═══ Vorliegender Text
Interview mit Moritz von Uslar zu Meldungen aus dem Wald (MadW)

Frankfurt/M., Zürich, 26. Juni 2025, 08:47 | von Charlemagne

Der Umblätterer: Gar nicht einfach, in so ein Interview reinzufinden, daher vorneweg erstmal ganz locker: Wie geht’s Dir gerade, Moritz, und wo beantwortest Du diese Fragen?

Moritz von Uslar: Es geht: entsetzlich gut. Danke der Nachfrage. Sitze hinter geschlossenen Rollläden in Zürich-Seefeld. Draußen 32 Grad.

Der Umblätterer: Seit gut einem Jahr schreibst Du Deine Meldungen aus dem Wald. Fränkischer Alltag zwischen Borkenkäfer und Schützenverein. Wie bist Du da drauf gekommen, in den Wald zu gehen und für alle mitzuschreiben?

Moritz von Uslar: Ich denke ja, schon immer: Ideen werden überschätzt. Die wichtigen Dinge liegen logisch vor einem, praktisch unter dem Niveau des viel gesuchten guten Einfalls. Man muss nur zugreifen, sagen, was ist (Rudolf Augstein). Ich bin im Wald, ich möchte warm bleiben im Prozess des Schreibens, ich bin so weit von allem weg, dass sich das Beschreiben des Alltags wie Meldungen vom Mond anfühlt – ich schreibe also, folglich: Meldungen aus dem Wald.

Der Umblätterer: Du kannst deine Texte jetzt einfach raushauen, ohne Abgabetermine und Lektorat: angenehm easy oder fehlt Dir da jetzt was? Stichwort: Produktionsphantomschmerz?

Moritz von Uslar: Abgabetermine sind pervers und gleichzeitig gut und eben produktiv, genau – ich könnte Romane darüber verfassen, wie der böse Druck des Abgabetermins viel verhindert hat und gleichzeitig, eben oft unter Schmerzen, dabei hilft, Widerstände zu überwinden und überhaupt in den ersten Absatz hineinzufinden. Nach 35 Jahren Journalismus und Nahkampf mit dem Abgabetermin, bin ich derzeit offengestanden einfach nur froh darüber, dass es und wie gut es auch ohne äußeren Druck geht.

Der Umblätterer: Ganz egal, ob Du dich aus dem Flixbus, Berlin Mitte oder Tennessee meldest, man erkennt dich immer sofort wieder. Größtes Talent: einfach drauflosschreiben und wissen, der SOUND wird’s schon richten?
══════
═══ Gespeicherte Zeilen
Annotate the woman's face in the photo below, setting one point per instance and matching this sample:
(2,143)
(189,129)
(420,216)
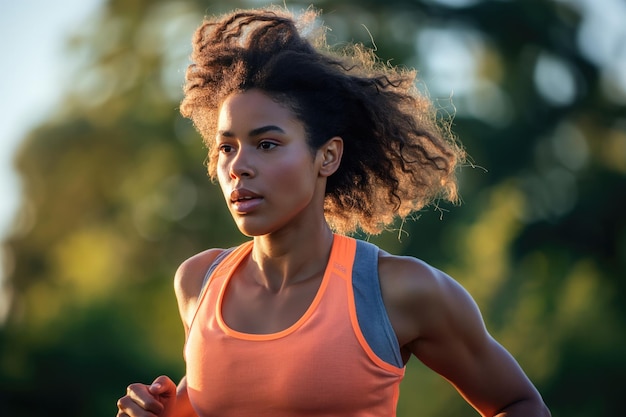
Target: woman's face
(265,167)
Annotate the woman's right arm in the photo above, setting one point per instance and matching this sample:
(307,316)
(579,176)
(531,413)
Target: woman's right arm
(163,397)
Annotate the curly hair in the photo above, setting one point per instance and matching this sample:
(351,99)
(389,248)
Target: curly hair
(397,157)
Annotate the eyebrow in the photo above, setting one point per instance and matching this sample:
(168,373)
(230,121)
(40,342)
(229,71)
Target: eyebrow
(254,132)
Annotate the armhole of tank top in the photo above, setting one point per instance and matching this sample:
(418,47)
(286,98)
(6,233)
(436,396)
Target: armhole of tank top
(216,262)
(218,259)
(371,313)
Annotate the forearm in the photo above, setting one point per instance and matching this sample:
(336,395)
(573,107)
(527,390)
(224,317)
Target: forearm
(526,408)
(183,405)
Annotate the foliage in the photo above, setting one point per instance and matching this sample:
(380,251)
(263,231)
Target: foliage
(116,197)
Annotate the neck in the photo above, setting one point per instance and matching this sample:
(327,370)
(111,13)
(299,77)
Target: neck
(282,259)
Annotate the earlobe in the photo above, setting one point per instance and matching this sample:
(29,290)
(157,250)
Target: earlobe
(331,153)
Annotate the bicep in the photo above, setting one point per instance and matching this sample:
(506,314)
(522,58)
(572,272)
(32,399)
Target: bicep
(455,343)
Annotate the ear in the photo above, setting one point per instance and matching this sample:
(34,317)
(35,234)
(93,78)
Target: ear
(330,154)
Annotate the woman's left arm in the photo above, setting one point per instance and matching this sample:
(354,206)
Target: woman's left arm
(437,321)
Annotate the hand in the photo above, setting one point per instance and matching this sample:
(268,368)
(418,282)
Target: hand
(157,399)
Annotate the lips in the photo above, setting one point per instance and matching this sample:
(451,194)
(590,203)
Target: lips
(244,201)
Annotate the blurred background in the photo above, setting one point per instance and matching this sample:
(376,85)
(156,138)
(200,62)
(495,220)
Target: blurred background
(104,191)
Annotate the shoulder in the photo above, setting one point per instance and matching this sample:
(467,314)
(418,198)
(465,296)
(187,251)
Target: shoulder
(189,278)
(422,301)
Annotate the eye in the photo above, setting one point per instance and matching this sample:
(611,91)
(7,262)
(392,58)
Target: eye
(225,148)
(266,146)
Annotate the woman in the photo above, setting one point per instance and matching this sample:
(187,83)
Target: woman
(309,145)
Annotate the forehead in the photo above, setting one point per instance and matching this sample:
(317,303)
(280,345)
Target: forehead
(253,107)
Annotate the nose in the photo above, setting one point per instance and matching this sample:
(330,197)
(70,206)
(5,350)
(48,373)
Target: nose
(241,165)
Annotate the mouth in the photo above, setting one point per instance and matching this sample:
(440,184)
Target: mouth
(244,201)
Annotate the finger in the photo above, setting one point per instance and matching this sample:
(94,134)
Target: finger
(140,395)
(128,408)
(163,386)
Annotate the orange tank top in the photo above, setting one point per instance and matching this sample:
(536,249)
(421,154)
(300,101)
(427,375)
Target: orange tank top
(319,366)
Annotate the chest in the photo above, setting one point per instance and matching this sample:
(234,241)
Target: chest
(248,307)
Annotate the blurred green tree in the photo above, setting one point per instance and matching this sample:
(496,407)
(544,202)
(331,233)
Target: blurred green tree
(116,197)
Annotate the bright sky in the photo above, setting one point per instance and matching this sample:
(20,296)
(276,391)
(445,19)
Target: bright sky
(32,34)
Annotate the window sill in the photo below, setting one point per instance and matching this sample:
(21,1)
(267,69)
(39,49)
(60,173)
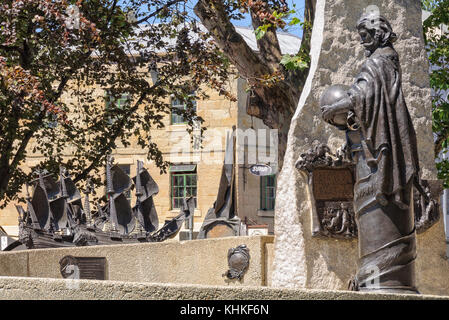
══════
## [Gestellte Aufgabe 1]
Stimmen die folgenden Aussagen mit dem Interview überein? Antworte jeweils mit Ja oder Nein und zitiere die entscheidenden Worte wörtlich: (a) Moritz von Uslar beantwortet die Fragen in Zürich-Seefeld. (b) Er schreibt seine Meldungen aus dem Wald seit etwa fünf Jahren. (c) Er hält Abgabetermine für ausschließlich schädlich.
## [Gestellte Aufgabe 2]
Gib bitte den Abschnitt des Interviews von „Frankfurt/M., Zürich, 26.“ bis einschließlich „für alle mitzuschreiben?“ wortgetreu wieder.
Die Zeilen sind hierfür ohne Bedeutung.

## [Fertige Antwort 1]
(a) Ja – „Sitze hinter geschlossenen Rollläden in Zürich-Seefeld.“
(b) Nein – „Seit gut einem Jahr schreibst Du Deine Meldungen aus dem Wald.“
(c) Nein – „Abgabetermine sind pervers und gleichzeitig gut und eben produktiv“

## [Fertige Antwort 2]
Frankfurt/M., Zürich, 26. Juni 2025, 08:47 | von Charlemagne

Der Umblätterer: Gar nicht einfach, in so ein Interview reinzufinden, daher vorneweg erstmal ganz locker: Wie geht’s Dir gerade, Moritz, und wo beantwortest Du diese Fragen?

Moritz von Uslar: Es geht: entsetzlich gut. Danke der Nachfrage. Sitze hinter geschlossenen Rollläden in Zürich-Seefeld. Draußen 32 Grad.

Der Umblätterer: Seit gut einem Jahr schreibst Du Deine Meldungen aus dem Wald. Fränkischer Alltag zwischen Borkenkäfer und Schützenverein. Wie bist Du da drauf gekommen, in den Wald zu gehen und für alle mitzuschreiben?